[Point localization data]
○ ○ ○ ○ ○

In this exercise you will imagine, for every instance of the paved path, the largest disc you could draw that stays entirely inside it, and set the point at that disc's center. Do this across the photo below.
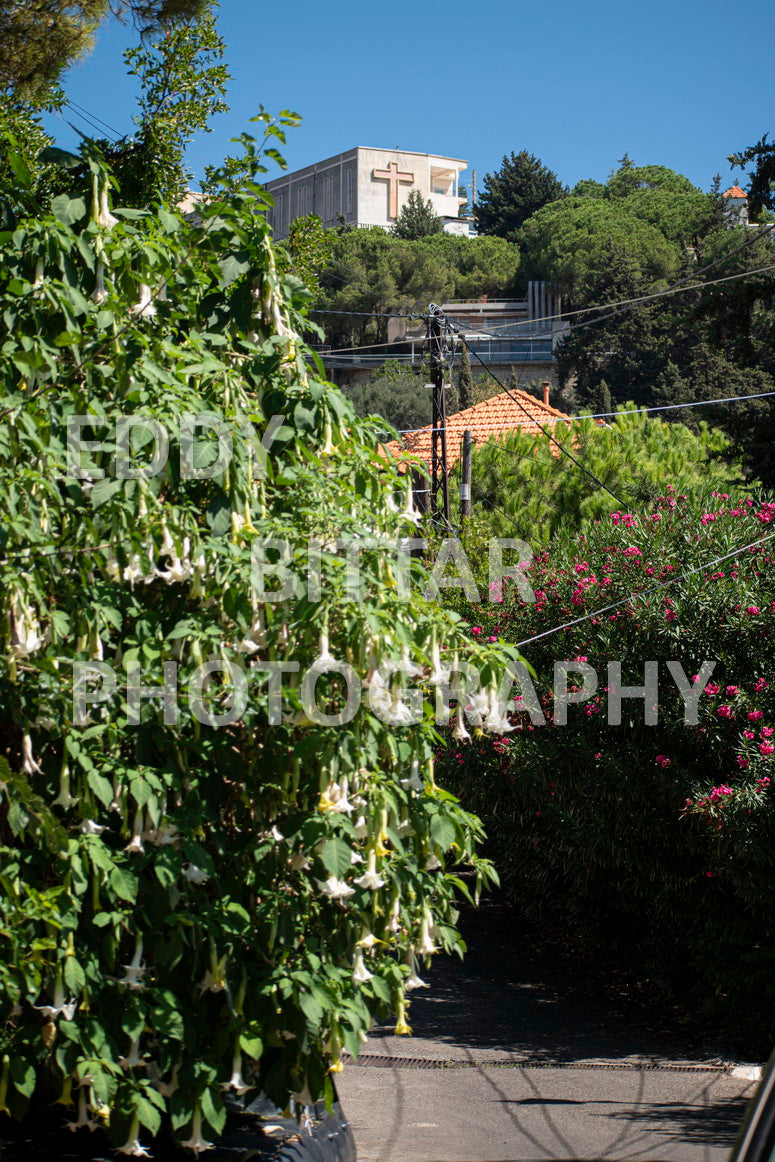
(516, 1060)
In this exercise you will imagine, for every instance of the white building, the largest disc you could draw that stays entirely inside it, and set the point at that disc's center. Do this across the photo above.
(368, 187)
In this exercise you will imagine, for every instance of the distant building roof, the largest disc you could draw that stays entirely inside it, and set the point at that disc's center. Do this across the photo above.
(485, 421)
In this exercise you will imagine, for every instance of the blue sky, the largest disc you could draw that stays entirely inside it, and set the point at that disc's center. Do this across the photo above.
(677, 83)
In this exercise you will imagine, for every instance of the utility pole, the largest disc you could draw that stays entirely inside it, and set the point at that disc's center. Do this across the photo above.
(465, 479)
(439, 497)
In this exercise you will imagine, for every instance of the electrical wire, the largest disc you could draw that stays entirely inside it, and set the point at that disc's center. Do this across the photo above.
(676, 286)
(633, 411)
(93, 116)
(644, 593)
(544, 429)
(87, 119)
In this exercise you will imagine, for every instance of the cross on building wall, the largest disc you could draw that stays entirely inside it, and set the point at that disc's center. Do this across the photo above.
(393, 177)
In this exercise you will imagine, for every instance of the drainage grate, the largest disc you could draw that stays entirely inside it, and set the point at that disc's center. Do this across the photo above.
(385, 1061)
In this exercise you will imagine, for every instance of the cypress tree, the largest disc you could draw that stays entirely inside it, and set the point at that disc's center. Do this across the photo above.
(465, 380)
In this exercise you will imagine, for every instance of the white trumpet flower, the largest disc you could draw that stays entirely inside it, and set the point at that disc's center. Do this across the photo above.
(459, 732)
(29, 764)
(371, 879)
(144, 306)
(335, 888)
(103, 216)
(135, 845)
(61, 1008)
(131, 1146)
(88, 827)
(236, 1081)
(26, 637)
(84, 1120)
(133, 1060)
(135, 970)
(100, 292)
(196, 1142)
(425, 947)
(360, 974)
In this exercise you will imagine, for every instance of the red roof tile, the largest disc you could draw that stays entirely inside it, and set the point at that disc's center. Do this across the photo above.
(485, 421)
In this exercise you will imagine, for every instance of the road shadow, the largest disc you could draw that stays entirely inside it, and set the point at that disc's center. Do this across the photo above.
(514, 992)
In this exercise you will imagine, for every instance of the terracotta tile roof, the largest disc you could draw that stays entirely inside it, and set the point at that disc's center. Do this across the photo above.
(485, 421)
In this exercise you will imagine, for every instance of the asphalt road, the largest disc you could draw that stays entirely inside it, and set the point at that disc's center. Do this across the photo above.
(517, 1059)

○ ○ ○ ○ ○

#### WORK REQUIRED:
Begin with the line that contains "of the road" and quote each line after it exactly, stopping after the last line of the data.

#### RESULT:
In this exercise you will imagine, for every instance of the road shadow, the largest disc you could draw that stays entirely inside it, and set the point at that disc's center. Do this across the photo above.
(514, 992)
In this exercise you will imagine, for every instance of the terracotta tile roof, the largest disc you could draw that stays entirely inside it, and set the point at that disc's center. Do this across the photo above.
(485, 421)
In this exercise you will imagine, for every instance of the asphalt road, the largest disc you could draw that stays entirely inside it, and set the point at that disc's center. Do this across the photo above.
(517, 1059)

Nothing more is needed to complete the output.